:: Exercise instructions ::
Express the material below as a JSON list of strings, one string per line with blank lines left out, from its first line up to and including the line with "column 492, row 246".

<<<<

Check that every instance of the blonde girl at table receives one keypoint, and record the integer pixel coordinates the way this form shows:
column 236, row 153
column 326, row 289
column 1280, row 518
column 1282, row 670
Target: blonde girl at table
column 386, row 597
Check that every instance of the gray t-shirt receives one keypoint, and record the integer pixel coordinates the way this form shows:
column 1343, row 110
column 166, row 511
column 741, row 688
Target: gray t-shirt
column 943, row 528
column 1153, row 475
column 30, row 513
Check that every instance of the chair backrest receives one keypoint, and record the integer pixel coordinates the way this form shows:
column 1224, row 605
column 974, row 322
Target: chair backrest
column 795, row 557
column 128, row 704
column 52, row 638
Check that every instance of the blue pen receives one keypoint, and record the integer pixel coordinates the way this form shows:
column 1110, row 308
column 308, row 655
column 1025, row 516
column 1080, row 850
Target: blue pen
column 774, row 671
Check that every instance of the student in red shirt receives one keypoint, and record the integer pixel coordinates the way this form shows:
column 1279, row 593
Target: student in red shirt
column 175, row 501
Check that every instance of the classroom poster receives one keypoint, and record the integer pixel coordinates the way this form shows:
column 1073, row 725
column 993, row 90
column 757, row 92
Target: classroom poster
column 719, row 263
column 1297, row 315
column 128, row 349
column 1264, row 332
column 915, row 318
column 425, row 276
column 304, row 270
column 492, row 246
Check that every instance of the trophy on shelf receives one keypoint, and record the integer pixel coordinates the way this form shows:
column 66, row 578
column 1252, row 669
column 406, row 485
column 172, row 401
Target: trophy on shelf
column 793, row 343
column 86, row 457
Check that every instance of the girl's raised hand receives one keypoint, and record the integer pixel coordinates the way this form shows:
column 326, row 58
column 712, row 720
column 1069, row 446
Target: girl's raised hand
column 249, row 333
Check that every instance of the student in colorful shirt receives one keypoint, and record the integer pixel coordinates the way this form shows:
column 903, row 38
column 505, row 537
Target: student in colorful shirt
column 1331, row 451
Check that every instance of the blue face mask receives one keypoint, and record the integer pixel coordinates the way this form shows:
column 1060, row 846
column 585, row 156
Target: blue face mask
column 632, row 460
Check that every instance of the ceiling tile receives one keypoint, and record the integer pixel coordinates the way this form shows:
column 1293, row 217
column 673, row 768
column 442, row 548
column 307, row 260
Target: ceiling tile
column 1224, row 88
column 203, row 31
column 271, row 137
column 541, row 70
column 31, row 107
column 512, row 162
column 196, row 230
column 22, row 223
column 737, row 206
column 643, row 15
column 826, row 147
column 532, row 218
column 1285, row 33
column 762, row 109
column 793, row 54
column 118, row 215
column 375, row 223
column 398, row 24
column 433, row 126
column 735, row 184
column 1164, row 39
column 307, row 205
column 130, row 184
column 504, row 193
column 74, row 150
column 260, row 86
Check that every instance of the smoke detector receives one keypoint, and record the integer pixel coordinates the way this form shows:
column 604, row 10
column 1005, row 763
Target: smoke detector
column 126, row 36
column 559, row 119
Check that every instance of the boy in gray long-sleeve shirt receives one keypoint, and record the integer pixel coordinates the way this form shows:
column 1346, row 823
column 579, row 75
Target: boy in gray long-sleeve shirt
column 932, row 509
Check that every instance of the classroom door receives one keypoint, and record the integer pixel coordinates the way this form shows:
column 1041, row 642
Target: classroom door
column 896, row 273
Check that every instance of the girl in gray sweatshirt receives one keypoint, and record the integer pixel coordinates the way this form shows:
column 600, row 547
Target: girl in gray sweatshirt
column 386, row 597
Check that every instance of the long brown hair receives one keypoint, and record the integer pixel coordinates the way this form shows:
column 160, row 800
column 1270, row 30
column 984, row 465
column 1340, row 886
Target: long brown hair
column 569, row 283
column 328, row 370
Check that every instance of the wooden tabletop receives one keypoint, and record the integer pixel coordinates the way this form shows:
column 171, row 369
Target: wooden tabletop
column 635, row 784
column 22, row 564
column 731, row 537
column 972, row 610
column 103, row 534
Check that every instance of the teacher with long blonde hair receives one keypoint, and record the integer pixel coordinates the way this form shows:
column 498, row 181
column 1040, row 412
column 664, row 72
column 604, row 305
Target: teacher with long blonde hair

>>>>

:: Written solution ::
[
  "Check that every instance of the blonde girl at table receives one keypoint, and record the integer pixel coordinates the way this form shows:",
  "column 236, row 153",
  "column 326, row 289",
  "column 1280, row 518",
  "column 1282, row 670",
  "Target: blonde girl at table",
  "column 386, row 597",
  "Check that every instance of the gray t-shirt receives one keypoint, and record the integer pixel coordinates the way this form shows:",
  "column 1343, row 110",
  "column 166, row 511",
  "column 741, row 688",
  "Target: gray t-shirt",
  "column 943, row 528",
  "column 1153, row 475",
  "column 30, row 513",
  "Check that every instance of the chair backrest receives one keypoint, and record the integer pixel coordinates the way this form shows:",
  "column 1224, row 605",
  "column 974, row 322",
  "Target: chair backrest",
  "column 795, row 557",
  "column 128, row 704",
  "column 52, row 638",
  "Check that every instance of the blue pen receives one keypoint, and record the integer pixel coordinates the way this form shows:",
  "column 1110, row 308",
  "column 308, row 655",
  "column 1025, row 516",
  "column 1080, row 850",
  "Target: blue pen",
  "column 774, row 671",
  "Check that every instance of the student in red shirt receives one keypoint, and record the integer pixel coordinates the way this form shows:",
  "column 1279, row 593",
  "Target: student in red shirt",
  "column 175, row 501",
  "Check that every instance of the classroom poster receives one keypoint, and record the integer pixel coordinates the way this form shows:",
  "column 1073, row 725",
  "column 993, row 90",
  "column 757, row 92",
  "Target: classroom poster",
  "column 719, row 263",
  "column 1297, row 315",
  "column 128, row 349",
  "column 1264, row 332",
  "column 915, row 318",
  "column 425, row 276",
  "column 304, row 270",
  "column 492, row 246"
]